[COMPITO ASSEGNATO] Prosegui il testo sull'adolescenza nel cane, riprendendo subito dopo l'ultima frase riportata.

Nel tentativo di darmi delle risposte convincenti mi sono
chiesto chi sia stato il primo a parlare di adolescenza nel cane, cercando al
contempo una definizione che chiarisse il mio interrogativo.
Inutile dire che, una volta trovato l’autore (del quale
non farò il nome), non ho mai letto una definizione che si possa ritenere tale,
fatta eccezione della solita (e sbagliata) trasposizione del termine dalla
pedagogia umana all’etologia canina, o all’altrettanto errata traduzione di uno
scritto dei coniugi Raymond e Lorna Coppinger (Coppinger & Coppinger, 1998.
Difference in the behavior of dog breeds. In: Genetics and behavior of domestic
animals. Accademic Press. Temple Grandin).
In un mondo fortemente antropocentrico come quello
attuale, nel quale l’antropomorfismo è paradossalmente uno dei tratti più
comuni che si osservano nelle disamine dei comportamenti canini, poteva mancare
l’adolescenza?
Partiamo da come questo ipotetico periodo viene declinato
dal mondo della medicina comportamentale.

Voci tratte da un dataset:
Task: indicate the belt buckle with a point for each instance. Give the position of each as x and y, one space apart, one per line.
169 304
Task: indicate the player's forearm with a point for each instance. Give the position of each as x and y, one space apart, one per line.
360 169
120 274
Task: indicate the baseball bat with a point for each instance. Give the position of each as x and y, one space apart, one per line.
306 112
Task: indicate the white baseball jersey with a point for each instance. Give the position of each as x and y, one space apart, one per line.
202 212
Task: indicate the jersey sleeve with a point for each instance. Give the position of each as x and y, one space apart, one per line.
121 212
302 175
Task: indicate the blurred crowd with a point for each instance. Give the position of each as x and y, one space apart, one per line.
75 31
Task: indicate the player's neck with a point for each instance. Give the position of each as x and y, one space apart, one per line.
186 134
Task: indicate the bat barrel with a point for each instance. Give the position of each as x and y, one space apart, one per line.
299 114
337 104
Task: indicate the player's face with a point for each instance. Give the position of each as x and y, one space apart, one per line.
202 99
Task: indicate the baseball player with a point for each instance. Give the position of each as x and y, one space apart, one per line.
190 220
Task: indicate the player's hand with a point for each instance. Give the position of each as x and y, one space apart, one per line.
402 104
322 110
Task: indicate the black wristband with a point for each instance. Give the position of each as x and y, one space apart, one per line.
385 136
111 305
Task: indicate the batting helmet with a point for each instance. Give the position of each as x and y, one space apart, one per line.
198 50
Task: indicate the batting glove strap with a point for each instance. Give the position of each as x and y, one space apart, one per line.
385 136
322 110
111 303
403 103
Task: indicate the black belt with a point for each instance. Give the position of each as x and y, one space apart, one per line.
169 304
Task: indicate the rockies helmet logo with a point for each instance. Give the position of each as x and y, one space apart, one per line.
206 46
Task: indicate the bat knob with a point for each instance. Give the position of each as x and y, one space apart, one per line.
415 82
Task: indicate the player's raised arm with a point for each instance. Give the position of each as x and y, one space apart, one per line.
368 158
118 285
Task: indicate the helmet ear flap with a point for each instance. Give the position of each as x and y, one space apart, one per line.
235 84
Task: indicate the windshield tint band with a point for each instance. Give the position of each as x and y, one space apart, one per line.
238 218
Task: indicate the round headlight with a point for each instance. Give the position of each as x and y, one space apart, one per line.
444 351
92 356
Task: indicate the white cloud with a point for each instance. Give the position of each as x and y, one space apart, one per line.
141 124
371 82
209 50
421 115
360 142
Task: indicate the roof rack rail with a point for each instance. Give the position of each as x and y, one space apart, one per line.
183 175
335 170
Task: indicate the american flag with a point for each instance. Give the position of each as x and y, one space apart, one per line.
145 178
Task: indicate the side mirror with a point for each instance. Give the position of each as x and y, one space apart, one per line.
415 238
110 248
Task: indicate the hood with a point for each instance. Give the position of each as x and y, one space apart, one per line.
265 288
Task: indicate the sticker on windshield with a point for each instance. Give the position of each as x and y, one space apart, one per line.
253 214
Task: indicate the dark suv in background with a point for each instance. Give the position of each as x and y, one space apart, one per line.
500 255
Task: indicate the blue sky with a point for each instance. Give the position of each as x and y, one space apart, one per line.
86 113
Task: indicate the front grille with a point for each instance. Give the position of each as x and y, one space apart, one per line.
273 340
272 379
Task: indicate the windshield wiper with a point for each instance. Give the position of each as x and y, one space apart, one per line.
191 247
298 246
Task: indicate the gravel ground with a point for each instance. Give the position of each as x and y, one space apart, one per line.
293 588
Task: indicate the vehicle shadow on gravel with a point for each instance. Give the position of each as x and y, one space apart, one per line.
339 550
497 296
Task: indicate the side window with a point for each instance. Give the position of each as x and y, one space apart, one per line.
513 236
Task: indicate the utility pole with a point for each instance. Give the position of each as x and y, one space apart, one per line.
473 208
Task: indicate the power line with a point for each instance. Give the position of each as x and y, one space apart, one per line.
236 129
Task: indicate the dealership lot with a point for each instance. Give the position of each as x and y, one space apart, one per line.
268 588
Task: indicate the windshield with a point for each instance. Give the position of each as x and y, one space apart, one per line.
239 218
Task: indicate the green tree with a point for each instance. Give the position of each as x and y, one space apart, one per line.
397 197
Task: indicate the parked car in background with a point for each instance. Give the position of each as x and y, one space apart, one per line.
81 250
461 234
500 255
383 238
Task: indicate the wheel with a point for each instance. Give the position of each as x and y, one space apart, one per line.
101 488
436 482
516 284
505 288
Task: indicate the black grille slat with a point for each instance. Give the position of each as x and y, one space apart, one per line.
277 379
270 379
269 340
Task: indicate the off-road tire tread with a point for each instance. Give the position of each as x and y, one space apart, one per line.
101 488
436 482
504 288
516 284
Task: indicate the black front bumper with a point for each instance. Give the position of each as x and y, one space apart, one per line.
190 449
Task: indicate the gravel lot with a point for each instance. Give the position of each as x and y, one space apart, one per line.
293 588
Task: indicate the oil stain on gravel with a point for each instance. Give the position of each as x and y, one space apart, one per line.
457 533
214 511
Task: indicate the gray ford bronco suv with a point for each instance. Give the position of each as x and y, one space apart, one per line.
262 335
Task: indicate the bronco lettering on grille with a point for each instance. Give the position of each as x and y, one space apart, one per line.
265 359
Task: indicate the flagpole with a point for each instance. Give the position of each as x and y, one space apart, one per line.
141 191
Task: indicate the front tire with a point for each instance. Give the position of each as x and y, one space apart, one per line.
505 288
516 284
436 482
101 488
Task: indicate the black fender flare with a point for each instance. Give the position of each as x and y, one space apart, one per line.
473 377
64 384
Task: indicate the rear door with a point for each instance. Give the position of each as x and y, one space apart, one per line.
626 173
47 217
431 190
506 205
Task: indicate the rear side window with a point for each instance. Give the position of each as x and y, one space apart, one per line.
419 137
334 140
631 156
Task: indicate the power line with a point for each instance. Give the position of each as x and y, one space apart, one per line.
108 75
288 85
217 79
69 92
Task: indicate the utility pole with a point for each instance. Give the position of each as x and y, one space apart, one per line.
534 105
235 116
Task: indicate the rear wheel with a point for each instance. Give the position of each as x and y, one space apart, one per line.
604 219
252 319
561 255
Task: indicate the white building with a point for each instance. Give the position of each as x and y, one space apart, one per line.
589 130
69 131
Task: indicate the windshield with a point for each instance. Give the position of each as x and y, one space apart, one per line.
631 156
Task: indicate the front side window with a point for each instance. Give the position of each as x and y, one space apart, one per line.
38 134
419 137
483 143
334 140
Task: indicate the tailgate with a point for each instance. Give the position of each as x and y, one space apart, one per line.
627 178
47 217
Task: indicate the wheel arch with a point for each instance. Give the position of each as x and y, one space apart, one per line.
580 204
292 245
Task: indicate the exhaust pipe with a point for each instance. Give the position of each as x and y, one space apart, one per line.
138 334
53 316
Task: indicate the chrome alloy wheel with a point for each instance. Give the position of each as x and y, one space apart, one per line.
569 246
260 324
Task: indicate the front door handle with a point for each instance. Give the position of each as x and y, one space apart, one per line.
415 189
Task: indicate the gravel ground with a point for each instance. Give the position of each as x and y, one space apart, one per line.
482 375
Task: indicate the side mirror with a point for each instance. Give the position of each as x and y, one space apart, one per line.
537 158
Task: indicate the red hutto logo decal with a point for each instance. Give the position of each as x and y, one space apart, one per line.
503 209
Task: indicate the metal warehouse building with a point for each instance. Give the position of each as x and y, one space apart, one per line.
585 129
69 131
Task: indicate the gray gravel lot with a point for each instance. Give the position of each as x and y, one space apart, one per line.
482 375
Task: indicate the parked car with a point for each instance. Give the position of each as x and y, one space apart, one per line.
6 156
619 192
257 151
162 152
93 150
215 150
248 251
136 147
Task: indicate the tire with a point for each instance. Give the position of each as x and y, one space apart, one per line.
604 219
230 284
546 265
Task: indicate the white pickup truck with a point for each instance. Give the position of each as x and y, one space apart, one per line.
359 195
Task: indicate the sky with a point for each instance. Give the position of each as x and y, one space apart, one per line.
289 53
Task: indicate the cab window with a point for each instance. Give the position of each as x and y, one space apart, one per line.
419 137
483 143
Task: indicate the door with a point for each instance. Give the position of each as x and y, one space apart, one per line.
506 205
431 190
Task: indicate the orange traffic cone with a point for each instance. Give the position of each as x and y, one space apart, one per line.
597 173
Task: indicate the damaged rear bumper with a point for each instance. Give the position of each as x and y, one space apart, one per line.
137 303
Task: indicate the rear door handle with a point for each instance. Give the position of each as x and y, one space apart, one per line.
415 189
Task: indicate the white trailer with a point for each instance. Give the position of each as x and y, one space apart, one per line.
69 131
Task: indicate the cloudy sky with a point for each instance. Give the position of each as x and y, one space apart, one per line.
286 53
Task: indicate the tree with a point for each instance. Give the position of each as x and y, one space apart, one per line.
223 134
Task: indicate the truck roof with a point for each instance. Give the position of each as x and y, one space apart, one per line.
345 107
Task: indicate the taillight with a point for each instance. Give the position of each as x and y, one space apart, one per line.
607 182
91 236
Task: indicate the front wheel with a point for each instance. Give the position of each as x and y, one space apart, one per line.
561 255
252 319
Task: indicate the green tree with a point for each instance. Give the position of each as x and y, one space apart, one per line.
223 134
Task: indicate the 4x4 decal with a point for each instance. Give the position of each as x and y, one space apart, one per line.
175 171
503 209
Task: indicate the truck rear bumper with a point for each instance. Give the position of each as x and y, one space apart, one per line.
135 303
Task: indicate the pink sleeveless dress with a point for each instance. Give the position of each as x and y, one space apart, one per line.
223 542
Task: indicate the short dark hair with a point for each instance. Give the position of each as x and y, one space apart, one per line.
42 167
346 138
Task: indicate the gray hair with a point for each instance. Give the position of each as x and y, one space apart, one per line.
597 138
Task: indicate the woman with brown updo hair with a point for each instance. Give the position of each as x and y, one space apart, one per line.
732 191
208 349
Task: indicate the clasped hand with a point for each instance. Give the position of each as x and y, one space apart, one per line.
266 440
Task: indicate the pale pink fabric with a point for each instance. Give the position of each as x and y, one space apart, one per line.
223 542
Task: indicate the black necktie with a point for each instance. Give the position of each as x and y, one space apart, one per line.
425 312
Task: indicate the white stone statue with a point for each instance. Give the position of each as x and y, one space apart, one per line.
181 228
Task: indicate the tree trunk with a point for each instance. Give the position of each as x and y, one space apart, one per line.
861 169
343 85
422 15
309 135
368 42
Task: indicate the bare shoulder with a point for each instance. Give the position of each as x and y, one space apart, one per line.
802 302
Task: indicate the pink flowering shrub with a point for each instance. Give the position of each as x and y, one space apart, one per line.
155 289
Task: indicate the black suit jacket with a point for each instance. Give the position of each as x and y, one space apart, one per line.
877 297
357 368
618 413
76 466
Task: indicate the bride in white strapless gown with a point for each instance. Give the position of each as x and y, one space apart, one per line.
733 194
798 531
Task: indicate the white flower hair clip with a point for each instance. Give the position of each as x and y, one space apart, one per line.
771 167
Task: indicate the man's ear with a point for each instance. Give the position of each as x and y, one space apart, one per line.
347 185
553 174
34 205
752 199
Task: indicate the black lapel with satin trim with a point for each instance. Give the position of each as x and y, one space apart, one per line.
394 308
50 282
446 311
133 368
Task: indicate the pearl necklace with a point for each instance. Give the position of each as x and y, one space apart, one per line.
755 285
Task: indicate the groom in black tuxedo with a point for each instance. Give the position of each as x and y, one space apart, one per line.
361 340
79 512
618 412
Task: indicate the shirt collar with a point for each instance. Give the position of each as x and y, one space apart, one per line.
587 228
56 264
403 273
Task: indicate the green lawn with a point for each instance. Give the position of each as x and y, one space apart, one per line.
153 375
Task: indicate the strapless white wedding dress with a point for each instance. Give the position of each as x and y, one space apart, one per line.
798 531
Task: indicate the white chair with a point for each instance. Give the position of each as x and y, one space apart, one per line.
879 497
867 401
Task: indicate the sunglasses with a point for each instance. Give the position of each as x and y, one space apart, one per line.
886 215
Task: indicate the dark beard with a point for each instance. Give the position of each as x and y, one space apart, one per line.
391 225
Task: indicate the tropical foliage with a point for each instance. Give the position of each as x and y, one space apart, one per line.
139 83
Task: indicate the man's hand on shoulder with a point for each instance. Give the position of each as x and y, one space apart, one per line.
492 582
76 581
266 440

[RISPOSTA AL COMPITO]
«Un periodo transitorio, una fase di sviluppo simile a
quella degli esseri umani, il segnale dell’iniziata pubertà nel periodo che
indicativamente va dagli otto e i quindici mesi di età. In questo periodo,
oltre al bombardamento ormonale il cane sta cercando di costruirsi la propria
identità e il suo ruolo nel gruppo “branco/famiglia. In questa fase il cane
cambia il suo aspetto fisico; e questo cambiamento può influire anche sul suo
comportamento. Come succede agli umani, anche il comportamento canino diviene
spesso irrazionale, e proprio il modo in cui gestiremo questo periodo deciderà
se siamo stati in grado o meno di crescere un adulto equilibrato e fiducioso, che si tratti di un ragazzo o di un cane» (dott. Luigi
Buti – medico veterinario comportamentalista).
È evidente come in questa definizione la medicina
comportamentale, che non è precorritrice del termine in ambito cinofilo,
omologhi in qualche modo un determinato periodo di sviluppo umano a quello
canino con relativi consigli di gestione (“che si tratti di un ragazzo o di un
cane”), ma è davvero così?
Un altro spunto ce lo fornisce il libro: “L’età
selvaggia” (2020) di Barbara Natterson-Horowitz (cardiologa) e Kathryn Bowers
(biologa).
Quando lo vidi in libreria rimasi perplesso a causa del
sottotitolo «Adolescenza: il viaggio epico e ribelle che accomuna animali e
umani» dal quale si evince l’ennesima comparazione che – di fatto – non si trova in alcun manuale o libro di zoologia, né di etologia.
Ma andiamo alle pagine che parlano dell’adolescenza.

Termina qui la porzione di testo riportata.